**Исходный текст**

------------------------------------------------

Тело, говори

Тело, говори

Михаил Захаров

a

Текст Михаила Захарова о комиксах, рассказывающих истории тел и помогающих осознать свою сексуальность.

В одном из сценариев к «Сэндмену» было упоминание мастурбации. Редактор [Карен Бергер] немедленно вырезала эту часть. Она сказала мне: «Во вселенной DC нет мастурбации». На что я ответил: «Это многое объясняет». 

Нил Гейман 

…Супермен ограничивает свою деятельность пределами того небольшого сообщества, в котором он живет (Смоллвилль — в отрочестве, Метрополис — в зрелые годы). Подобно средневековому крестьянину, который мог совершить паломничество в Святую землю, но не знать, что делается в соседней общине, находящейся в пятидесяти километрах от него, Супермен легко совершает путешествия в другие галактики, а остальной земной мир и даже остальную Америку практически игнорирует… 

Умберто Эко, «Миф о Супермене»


I

Свой первый комикс — The Amazing Spider-Man #494 (далее TASM) — я купил в семь лет. Я до сих пор помню его обложку и запах. Он был идеальным знаком, требующим расшифровки: кто такой Человек-Паук, я уже знал благодаря мультсериалам, но кто такие дядя Бен, тётя Мэй, Гвен Стейси, Мэри Джейн? Так из меня потекли деньги.

Во вселенной TASM Питеру Паркеру 30 лет, он одарённый химик и школьный  преподаватель. В Ultimate Spider-Man (далее USM), серии, которую Marvel создали в 2000-м, чтобы познакомить миллениалов с богатой паучьей мифологией, Питеру 15 лет, он одарённый фотограф и школьник. Я покупал обе серии.

------------------------------------------------

**Предоставленные записи**
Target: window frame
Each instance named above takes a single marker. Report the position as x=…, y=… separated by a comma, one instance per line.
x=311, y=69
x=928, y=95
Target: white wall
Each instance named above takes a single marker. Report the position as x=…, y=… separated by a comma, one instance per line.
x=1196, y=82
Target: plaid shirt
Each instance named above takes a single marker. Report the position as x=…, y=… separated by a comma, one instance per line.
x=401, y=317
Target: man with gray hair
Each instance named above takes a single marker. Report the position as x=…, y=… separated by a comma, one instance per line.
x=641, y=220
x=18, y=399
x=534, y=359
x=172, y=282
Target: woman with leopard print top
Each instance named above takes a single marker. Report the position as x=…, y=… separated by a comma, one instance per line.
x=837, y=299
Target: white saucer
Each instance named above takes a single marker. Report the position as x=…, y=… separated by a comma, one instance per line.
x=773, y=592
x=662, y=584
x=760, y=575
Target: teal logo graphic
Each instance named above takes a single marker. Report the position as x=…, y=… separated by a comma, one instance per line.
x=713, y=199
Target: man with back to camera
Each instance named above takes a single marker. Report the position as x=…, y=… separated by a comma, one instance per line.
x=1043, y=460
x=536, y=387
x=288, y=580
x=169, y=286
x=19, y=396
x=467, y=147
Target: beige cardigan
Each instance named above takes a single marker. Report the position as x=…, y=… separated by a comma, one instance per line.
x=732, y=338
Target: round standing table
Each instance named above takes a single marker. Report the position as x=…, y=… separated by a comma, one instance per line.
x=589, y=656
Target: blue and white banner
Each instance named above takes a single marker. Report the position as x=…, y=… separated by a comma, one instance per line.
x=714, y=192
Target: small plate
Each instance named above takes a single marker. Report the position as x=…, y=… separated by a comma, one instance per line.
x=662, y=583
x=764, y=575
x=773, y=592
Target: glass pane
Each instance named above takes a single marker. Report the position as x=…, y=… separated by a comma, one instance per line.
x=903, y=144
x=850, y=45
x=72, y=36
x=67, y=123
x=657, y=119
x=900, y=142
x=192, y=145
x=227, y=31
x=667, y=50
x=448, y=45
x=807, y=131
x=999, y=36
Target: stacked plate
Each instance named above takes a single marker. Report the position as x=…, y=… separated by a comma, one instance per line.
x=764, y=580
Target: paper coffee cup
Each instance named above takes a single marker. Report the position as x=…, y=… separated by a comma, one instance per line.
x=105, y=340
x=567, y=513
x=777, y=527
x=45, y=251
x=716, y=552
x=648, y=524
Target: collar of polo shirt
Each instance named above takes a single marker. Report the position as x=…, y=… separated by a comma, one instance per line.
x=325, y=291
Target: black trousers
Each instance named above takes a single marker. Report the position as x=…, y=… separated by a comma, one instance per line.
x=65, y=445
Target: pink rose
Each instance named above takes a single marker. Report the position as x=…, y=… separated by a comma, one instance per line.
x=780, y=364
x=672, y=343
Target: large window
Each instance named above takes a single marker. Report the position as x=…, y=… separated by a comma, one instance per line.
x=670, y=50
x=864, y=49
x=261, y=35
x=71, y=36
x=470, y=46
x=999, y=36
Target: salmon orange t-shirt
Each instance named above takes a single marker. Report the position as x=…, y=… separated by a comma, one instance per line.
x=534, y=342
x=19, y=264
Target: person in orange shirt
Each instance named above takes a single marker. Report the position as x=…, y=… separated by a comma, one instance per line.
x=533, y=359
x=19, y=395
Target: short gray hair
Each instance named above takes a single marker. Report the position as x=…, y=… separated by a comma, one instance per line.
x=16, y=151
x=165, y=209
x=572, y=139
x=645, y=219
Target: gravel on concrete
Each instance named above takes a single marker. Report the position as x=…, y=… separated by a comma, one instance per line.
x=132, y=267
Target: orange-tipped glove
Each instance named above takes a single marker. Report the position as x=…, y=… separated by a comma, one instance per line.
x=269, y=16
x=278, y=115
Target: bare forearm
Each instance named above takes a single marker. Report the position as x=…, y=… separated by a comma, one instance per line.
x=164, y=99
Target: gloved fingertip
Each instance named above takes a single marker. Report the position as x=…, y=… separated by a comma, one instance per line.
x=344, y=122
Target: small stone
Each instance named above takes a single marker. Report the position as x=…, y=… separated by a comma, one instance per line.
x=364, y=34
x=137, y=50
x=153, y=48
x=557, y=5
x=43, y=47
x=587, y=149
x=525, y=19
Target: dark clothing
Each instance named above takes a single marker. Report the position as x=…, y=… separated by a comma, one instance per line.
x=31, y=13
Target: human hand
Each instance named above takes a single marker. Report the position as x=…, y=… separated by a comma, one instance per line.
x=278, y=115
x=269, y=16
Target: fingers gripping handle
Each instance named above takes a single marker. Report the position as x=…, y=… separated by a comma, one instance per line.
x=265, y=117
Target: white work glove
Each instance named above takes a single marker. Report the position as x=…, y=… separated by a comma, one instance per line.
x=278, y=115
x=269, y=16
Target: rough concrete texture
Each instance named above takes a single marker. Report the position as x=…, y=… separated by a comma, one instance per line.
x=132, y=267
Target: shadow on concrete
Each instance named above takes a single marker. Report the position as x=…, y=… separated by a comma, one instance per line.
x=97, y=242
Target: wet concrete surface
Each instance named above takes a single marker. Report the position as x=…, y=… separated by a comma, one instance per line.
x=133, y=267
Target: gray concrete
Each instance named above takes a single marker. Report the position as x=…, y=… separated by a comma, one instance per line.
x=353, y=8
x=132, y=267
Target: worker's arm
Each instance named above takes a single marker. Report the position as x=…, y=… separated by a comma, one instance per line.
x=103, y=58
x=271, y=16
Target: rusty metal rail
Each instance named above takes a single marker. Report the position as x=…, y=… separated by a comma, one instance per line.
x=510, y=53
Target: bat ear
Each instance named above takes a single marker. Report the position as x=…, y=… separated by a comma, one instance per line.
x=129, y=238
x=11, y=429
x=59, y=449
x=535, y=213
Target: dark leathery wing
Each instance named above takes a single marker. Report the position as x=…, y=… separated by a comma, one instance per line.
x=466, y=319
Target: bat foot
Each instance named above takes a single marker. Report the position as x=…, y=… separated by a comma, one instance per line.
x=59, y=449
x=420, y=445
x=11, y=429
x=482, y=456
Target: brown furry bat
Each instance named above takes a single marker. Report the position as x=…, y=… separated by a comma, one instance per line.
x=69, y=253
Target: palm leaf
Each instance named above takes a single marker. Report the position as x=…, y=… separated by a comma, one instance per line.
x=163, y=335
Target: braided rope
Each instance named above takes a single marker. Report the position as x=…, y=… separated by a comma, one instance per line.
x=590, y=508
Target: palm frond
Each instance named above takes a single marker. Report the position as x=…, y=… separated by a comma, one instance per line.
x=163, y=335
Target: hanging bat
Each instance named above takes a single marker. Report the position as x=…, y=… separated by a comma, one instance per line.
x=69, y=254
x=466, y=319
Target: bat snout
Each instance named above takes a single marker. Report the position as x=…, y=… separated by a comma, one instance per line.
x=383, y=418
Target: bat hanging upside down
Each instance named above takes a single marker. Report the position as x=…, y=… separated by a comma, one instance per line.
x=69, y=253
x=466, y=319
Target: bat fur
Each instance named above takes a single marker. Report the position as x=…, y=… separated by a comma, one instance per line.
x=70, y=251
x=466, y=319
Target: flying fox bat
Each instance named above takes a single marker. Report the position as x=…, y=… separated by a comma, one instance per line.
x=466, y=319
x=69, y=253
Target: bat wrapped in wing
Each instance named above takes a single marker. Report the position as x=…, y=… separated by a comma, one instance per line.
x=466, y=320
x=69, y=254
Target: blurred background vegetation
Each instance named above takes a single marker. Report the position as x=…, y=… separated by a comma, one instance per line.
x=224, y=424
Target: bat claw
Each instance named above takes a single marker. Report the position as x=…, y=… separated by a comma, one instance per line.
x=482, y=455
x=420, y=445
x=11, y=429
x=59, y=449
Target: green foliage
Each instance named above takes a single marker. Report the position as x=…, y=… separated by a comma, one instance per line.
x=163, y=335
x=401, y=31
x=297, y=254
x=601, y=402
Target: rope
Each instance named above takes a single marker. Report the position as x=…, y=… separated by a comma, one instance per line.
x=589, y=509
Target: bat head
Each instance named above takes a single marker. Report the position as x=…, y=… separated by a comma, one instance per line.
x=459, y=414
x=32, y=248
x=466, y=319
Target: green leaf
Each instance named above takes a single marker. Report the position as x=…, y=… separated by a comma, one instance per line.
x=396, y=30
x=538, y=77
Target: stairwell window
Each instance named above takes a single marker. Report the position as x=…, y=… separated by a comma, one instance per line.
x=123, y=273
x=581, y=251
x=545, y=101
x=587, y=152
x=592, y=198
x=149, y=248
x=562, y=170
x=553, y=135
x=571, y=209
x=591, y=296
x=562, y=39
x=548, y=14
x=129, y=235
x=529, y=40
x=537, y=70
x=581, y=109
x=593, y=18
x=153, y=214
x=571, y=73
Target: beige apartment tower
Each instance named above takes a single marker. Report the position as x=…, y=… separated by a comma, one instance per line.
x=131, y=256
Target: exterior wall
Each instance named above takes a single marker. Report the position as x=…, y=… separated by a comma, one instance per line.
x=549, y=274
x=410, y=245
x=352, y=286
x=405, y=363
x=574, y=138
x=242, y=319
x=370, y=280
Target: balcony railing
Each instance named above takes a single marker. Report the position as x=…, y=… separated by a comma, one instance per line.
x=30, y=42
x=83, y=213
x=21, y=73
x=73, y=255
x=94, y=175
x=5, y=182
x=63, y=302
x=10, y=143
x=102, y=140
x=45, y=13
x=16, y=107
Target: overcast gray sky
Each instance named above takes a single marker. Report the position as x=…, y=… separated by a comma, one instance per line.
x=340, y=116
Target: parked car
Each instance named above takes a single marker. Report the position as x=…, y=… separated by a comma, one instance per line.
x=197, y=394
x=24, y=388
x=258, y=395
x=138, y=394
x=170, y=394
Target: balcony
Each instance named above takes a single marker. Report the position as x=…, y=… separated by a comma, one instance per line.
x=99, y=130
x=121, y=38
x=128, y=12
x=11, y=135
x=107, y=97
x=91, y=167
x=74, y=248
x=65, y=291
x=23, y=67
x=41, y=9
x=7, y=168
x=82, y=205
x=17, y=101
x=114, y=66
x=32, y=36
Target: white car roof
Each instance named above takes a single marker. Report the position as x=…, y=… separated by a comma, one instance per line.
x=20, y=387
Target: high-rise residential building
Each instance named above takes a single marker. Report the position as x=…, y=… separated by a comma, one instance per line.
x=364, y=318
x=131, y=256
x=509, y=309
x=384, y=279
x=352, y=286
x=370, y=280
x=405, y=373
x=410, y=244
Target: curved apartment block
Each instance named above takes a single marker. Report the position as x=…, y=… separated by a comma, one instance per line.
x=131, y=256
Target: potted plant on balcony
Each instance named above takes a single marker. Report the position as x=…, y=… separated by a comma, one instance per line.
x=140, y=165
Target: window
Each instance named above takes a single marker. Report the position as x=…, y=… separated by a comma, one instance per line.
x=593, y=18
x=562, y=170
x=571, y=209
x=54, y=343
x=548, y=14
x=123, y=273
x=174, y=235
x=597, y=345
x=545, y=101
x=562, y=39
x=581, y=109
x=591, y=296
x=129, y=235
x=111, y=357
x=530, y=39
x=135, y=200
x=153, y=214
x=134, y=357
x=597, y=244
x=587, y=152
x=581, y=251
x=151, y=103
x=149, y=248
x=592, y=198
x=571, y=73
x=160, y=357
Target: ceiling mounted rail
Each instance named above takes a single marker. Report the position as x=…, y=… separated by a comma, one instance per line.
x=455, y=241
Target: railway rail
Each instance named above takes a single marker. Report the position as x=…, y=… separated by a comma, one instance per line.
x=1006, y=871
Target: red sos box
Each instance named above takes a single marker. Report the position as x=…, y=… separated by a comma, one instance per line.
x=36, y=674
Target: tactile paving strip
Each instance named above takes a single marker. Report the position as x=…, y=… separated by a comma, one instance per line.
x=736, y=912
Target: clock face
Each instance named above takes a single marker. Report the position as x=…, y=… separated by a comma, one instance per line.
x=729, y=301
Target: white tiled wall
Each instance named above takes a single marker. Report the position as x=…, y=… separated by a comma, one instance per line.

------------------------------------------------

**Цель задания 1**
Ответьте на вопросы по тексту о комиксах.
(a) Что, по словам Нила Геймана, редактор вырезала из сценария к «Сэндмену»?
(b) В каком возрасте был куплен первый комикс, The Amazing Spider-Man #494?
(c) Сколько лет Питеру Паркеру в Ultimate Spider-Man и кто он там?
**Цель задания 2**
Представьте записи в виде CSV с двумя столбцами «запрос» и «ответ», по одной строке на запись. Начните со строки, где есть «Target: bat snout», и остановитесь после строки с «x=601, y=402». Каждое поле заключите в кавычки, а переносы строк замените пробелами.

**Ответ 1**
(a) Упоминание мастурбации.
(b) В семь лет.
(c) 15 лет; он одарённый фотограф и школьник.

**Ответ 2**
запрос,ответ
"Target: bat snout Each instance named above takes a single marker. Report the position as x=…, y=… separated by a comma, one instance per line.","x=383, y=418"
"Target: bat hanging upside down Each instance named above takes a single marker. Report the position as x=…, y=… separated by a comma, one instance per line.","x=69, y=253 x=466, y=319"
"Target: bat fur Each instance named above takes a single marker. Report the position as x=…, y=… separated by a comma, one instance per line.","x=70, y=251 x=466, y=319"
"Target: flying fox bat Each instance named above takes a single marker. Report the position as x=…, y=… separated by a comma, one instance per line.","x=466, y=319 x=69, y=253"
"Target: bat wrapped in wing Each instance named above takes a single marker. Report the position as x=…, y=… separated by a comma, one instance per line.","x=466, y=320 x=69, y=254"
"Target: blurred background vegetation Each instance named above takes a single marker. Report the position as x=…, y=… separated by a comma, one instance per line.","x=224, y=424"
"Target: bat claw Each instance named above takes a single marker. Report the position as x=…, y=… separated by a comma, one instance per line.","x=482, y=455 x=420, y=445 x=11, y=429 x=59, y=449"
"Target: green foliage Each instance named above takes a single marker. Report the position as x=…, y=… separated by a comma, one instance per line.","x=163, y=335 x=401, y=31 x=297, y=254 x=601, y=402"